# Trecho fornecido:
O relatório do BC contribuindo para a discussão de juros

Relatório de Estabilidade Financeira (Publicação semestral do Banco Central do Brasil)
Brasília v. 11 no 2 set. 2012 p. 1-63(pdf)
….2.3 Crédito
…….O saldo total da carteira PF aumentou 7,9% no semestre e 18,7% em doze meses, alcançando R$1,01 trilhão em junho e passando a corresponder a 23,7% do PIB, razão considerada ainda baixa no comparativo internacional (gráfico 2.3.5). Mais uma vez, o financiamento habitacional foi o principal responsável pelo crescimento, acumulando alta de 17,7% no semestre e de 41,0% em doze meses (tabela 2.3.1). Essa modalidade alcançou 5,5% do PIB, ante 4,2% um ano antes, consolidando-se como a mais representativa na carteira PF.

Apesar de ser a modalidade com o maior ritmo de expansão, observou-se redução na velocidade de crescimento do crédito imobiliário nos últimos doze meses, assim como movimento de desaceleração semelhante no índice de preços dos imóveis residenciais.(30) A relação entre o valor do financiamento e o valor do bem financiado, o loan-to-value (LTV), permaneceu em patamar sustentável, atingindo 71,5% em junho, praticamente sem alteração em relação a dezembro de 2011.

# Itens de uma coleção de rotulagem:
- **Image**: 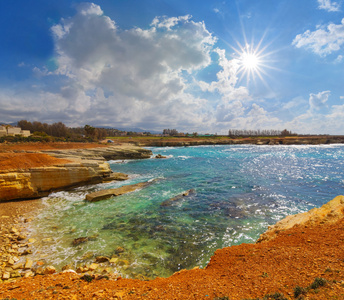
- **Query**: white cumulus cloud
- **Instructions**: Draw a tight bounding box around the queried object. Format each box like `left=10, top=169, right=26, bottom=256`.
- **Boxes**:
left=292, top=18, right=344, bottom=56
left=318, top=0, right=340, bottom=11
left=309, top=91, right=331, bottom=111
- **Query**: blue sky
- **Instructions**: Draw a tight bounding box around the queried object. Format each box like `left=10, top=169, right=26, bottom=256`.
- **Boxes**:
left=0, top=0, right=344, bottom=134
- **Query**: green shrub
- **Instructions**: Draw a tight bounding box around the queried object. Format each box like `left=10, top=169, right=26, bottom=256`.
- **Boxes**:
left=294, top=285, right=307, bottom=298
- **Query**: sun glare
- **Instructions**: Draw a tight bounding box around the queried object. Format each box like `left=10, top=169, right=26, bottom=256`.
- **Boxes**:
left=240, top=52, right=259, bottom=70
left=233, top=42, right=267, bottom=83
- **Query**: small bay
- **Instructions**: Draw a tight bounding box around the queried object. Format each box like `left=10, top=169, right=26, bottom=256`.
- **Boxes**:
left=30, top=145, right=344, bottom=278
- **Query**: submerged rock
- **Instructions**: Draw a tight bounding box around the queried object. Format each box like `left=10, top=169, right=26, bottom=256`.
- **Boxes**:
left=72, top=236, right=88, bottom=246
left=96, top=256, right=110, bottom=263
left=160, top=189, right=196, bottom=206
left=86, top=179, right=156, bottom=202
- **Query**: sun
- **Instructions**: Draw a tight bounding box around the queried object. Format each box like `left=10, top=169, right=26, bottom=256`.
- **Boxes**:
left=232, top=41, right=269, bottom=84
left=240, top=52, right=260, bottom=71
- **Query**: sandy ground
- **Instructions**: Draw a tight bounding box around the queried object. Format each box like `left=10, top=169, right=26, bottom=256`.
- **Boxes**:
left=0, top=212, right=344, bottom=300
left=0, top=144, right=344, bottom=300
left=0, top=142, right=108, bottom=152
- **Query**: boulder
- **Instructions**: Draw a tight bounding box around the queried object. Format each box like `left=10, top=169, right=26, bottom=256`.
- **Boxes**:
left=43, top=266, right=56, bottom=275
left=86, top=180, right=156, bottom=202
left=96, top=256, right=110, bottom=263
left=24, top=258, right=33, bottom=269
left=72, top=236, right=88, bottom=246
left=88, top=263, right=99, bottom=271
left=160, top=189, right=196, bottom=206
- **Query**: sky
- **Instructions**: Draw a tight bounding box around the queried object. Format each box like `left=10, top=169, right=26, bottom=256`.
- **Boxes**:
left=0, top=0, right=344, bottom=134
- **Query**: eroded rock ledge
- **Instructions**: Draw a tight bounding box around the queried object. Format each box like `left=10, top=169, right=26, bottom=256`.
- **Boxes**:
left=0, top=146, right=152, bottom=202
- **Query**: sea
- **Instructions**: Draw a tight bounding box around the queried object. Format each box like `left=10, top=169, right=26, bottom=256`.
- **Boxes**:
left=29, top=144, right=344, bottom=279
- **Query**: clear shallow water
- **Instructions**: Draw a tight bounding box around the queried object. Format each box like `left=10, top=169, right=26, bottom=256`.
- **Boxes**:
left=28, top=145, right=344, bottom=278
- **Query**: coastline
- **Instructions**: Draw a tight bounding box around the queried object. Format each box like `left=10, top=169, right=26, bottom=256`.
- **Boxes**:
left=0, top=196, right=344, bottom=300
left=0, top=142, right=344, bottom=300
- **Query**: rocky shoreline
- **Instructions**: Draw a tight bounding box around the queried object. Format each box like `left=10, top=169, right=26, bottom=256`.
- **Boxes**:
left=0, top=145, right=152, bottom=202
left=0, top=196, right=344, bottom=300
left=0, top=142, right=344, bottom=300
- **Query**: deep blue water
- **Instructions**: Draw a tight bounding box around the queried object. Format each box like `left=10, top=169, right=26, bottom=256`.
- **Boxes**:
left=28, top=145, right=344, bottom=278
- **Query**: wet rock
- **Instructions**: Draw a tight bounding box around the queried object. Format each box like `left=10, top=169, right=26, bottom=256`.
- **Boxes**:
left=35, top=267, right=44, bottom=275
left=12, top=263, right=23, bottom=270
left=96, top=256, right=110, bottom=263
left=10, top=227, right=18, bottom=233
left=110, top=257, right=118, bottom=264
left=43, top=266, right=56, bottom=275
left=72, top=236, right=88, bottom=246
left=86, top=180, right=156, bottom=202
left=24, top=271, right=35, bottom=278
left=115, top=247, right=125, bottom=254
left=11, top=270, right=21, bottom=278
left=20, top=249, right=32, bottom=255
left=62, top=265, right=72, bottom=271
left=160, top=189, right=195, bottom=206
left=88, top=263, right=99, bottom=271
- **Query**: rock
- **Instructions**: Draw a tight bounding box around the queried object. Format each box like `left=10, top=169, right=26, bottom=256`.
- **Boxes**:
left=103, top=267, right=111, bottom=274
left=35, top=267, right=44, bottom=275
left=115, top=247, right=125, bottom=254
left=160, top=189, right=195, bottom=206
left=88, top=263, right=99, bottom=271
left=17, top=234, right=26, bottom=241
left=12, top=263, right=23, bottom=270
left=24, top=258, right=33, bottom=269
left=110, top=257, right=118, bottom=264
left=257, top=196, right=344, bottom=243
left=72, top=236, right=88, bottom=246
left=10, top=227, right=18, bottom=233
left=62, top=265, right=72, bottom=271
left=11, top=270, right=21, bottom=278
left=96, top=256, right=110, bottom=263
left=24, top=271, right=35, bottom=278
left=43, top=266, right=56, bottom=275
left=103, top=173, right=129, bottom=182
left=86, top=180, right=156, bottom=202
left=20, top=249, right=32, bottom=255
left=0, top=146, right=152, bottom=202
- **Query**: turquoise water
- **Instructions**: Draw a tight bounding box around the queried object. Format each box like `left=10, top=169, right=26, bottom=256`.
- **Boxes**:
left=28, top=145, right=344, bottom=278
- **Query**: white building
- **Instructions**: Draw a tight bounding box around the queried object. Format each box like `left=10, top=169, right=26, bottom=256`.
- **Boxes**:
left=0, top=126, right=31, bottom=137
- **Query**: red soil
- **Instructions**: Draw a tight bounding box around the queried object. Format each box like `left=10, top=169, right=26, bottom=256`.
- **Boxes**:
left=0, top=143, right=106, bottom=171
left=0, top=219, right=344, bottom=300
left=0, top=142, right=107, bottom=152
left=0, top=153, right=70, bottom=171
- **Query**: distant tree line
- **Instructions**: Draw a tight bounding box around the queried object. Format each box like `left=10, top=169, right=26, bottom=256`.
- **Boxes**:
left=162, top=129, right=179, bottom=136
left=228, top=129, right=296, bottom=137
left=14, top=120, right=151, bottom=141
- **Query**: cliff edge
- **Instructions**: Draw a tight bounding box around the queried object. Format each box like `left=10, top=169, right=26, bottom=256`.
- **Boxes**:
left=0, top=146, right=151, bottom=202
left=257, top=196, right=344, bottom=243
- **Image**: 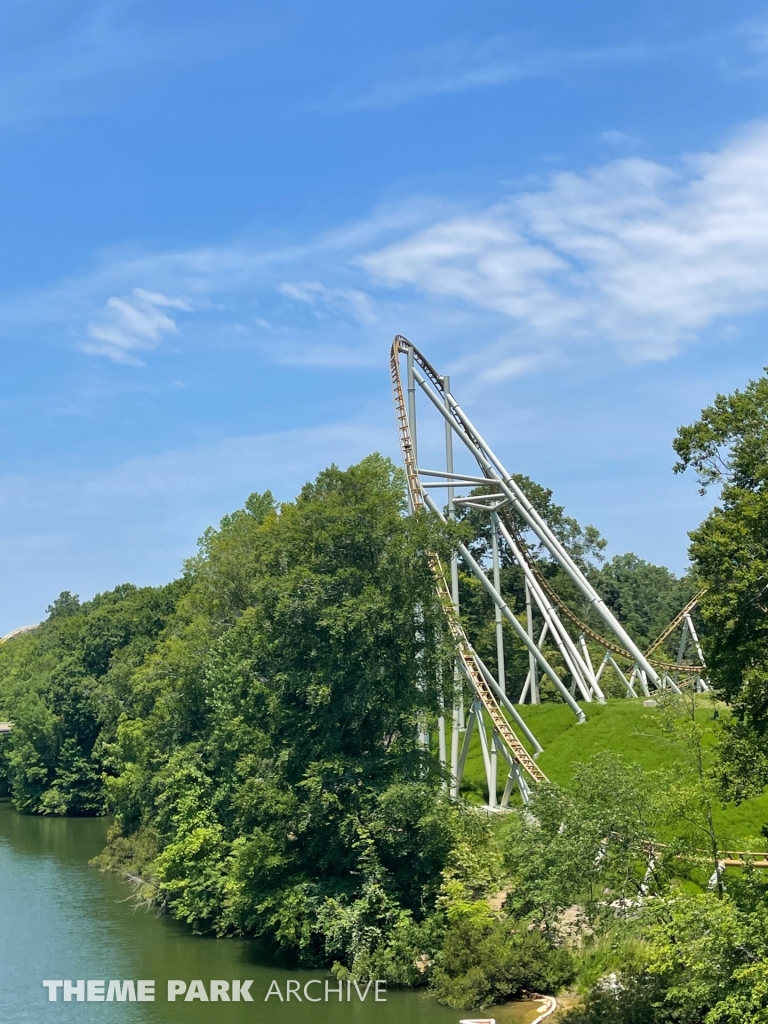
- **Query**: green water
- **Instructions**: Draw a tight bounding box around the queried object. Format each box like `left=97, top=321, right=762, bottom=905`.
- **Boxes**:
left=0, top=803, right=473, bottom=1024
left=0, top=803, right=535, bottom=1024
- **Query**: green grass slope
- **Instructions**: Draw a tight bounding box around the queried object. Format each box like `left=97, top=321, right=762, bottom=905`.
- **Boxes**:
left=462, top=697, right=768, bottom=850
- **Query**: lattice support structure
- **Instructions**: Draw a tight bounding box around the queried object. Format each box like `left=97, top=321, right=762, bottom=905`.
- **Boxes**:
left=390, top=335, right=707, bottom=808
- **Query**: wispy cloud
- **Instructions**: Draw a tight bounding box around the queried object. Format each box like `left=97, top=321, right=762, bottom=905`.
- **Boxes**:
left=325, top=34, right=664, bottom=113
left=80, top=288, right=191, bottom=364
left=7, top=122, right=768, bottom=379
left=358, top=123, right=768, bottom=358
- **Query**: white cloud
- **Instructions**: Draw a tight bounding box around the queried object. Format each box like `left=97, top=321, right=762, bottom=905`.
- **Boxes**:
left=280, top=281, right=377, bottom=324
left=81, top=288, right=191, bottom=364
left=7, top=122, right=768, bottom=379
left=358, top=123, right=768, bottom=358
left=326, top=34, right=663, bottom=113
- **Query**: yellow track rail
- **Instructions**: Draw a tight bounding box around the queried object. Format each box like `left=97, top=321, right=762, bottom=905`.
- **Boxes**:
left=390, top=335, right=548, bottom=782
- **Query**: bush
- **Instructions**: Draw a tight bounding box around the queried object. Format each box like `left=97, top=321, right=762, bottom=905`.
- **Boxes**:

# Objetivos:
a - Você pode transcrever, sem alterações, as linhas dos registros desde a primeira até a que contém "left=0, top=142, right=108, bottom=152", inclusive, omitindo as imagens?
b - Como o trecho sobre crédito prosseguiria depois da última frase apresentada?
Os registros não guardam relação alguma com o trecho sobre crédito.

# Soluções:
a -
- **Image**: 
- **Query**: white cumulus cloud
- **Instructions**: Draw a tight bounding box around the queried object. Format each box like `left=10, top=169, right=26, bottom=256`.
- **Boxes**:
left=292, top=18, right=344, bottom=56
left=318, top=0, right=340, bottom=11
left=309, top=91, right=331, bottom=111
- **Query**: blue sky
- **Instructions**: Draw a tight bounding box around the queried object. Format each box like `left=10, top=169, right=26, bottom=256`.
- **Boxes**:
left=0, top=0, right=344, bottom=134
- **Query**: green shrub
- **Instructions**: Draw a tight bounding box around the queried object. Format each box like `left=10, top=169, right=26, bottom=256`.
- **Boxes**:
left=294, top=285, right=307, bottom=298
- **Query**: sun glare
- **Instructions**: Draw a tight bounding box around the queried object. Format each box like `left=10, top=169, right=26, bottom=256`.
- **Boxes**:
left=240, top=52, right=259, bottom=70
left=233, top=42, right=267, bottom=83
- **Query**: small bay
- **Instructions**: Draw a tight bounding box around the queried object. Format each box like `left=10, top=169, right=26, bottom=256`.
- **Boxes**:
left=30, top=145, right=344, bottom=278
- **Query**: submerged rock
- **Instructions**: Draw a tight bounding box around the queried object. Format each box like `left=10, top=169, right=26, bottom=256`.
- **Boxes**:
left=72, top=236, right=88, bottom=246
left=96, top=256, right=110, bottom=263
left=160, top=189, right=196, bottom=206
left=86, top=179, right=156, bottom=202
- **Query**: sun
- **Instructions**: Draw a tight bounding box around the queried object. Format each box like `left=10, top=169, right=26, bottom=256`.
- **Boxes**:
left=232, top=41, right=269, bottom=84
left=240, top=52, right=260, bottom=71
- **Query**: sandy ground
- **Instructions**: Draw a tight bounding box around the queried object. Format each box like `left=10, top=169, right=26, bottom=256`.
- **Boxes**:
left=0, top=212, right=344, bottom=300
left=0, top=144, right=344, bottom=300
left=0, top=142, right=108, bottom=152

b -
Por sua vez, o financiamento de veículos (incluindo o arrendamento mercantil) apresentou crescimento praticamente nulo no semestre, de apenas 0,5%. O arrefecimento nas contratações dessa modalidade evidenciou uma postura mais conservadora por parte das instituições financeiras, justificada pela manutenção da inadimplência em nível historicamente elevado para essa carteira. Com o objetivo de estimular o crescimento do setor automobilístico, o governo implementou algumas medidas visando aquecer a demanda por veículos e equilibrar a oferta de crédito(31) sem prejuízo à maior seletividade do crédito. Dentre essas medidas, destacam-se a redução do Imposto sobre Produtos Industrializados (IPI) e do Imposto sobre Operações Financeiras (IOF), e a edição, pelo BCB, da Circular no 3.569, de 2011, posteriormente alterada pela Circular no 3.594,(32) de 2012.

Como essas medidas foram tomadas ao final de maio, os impactos no semestre não foram plenamente sentidos, esperando-se que os efeitos sejam percebidos durante o segundo semestre.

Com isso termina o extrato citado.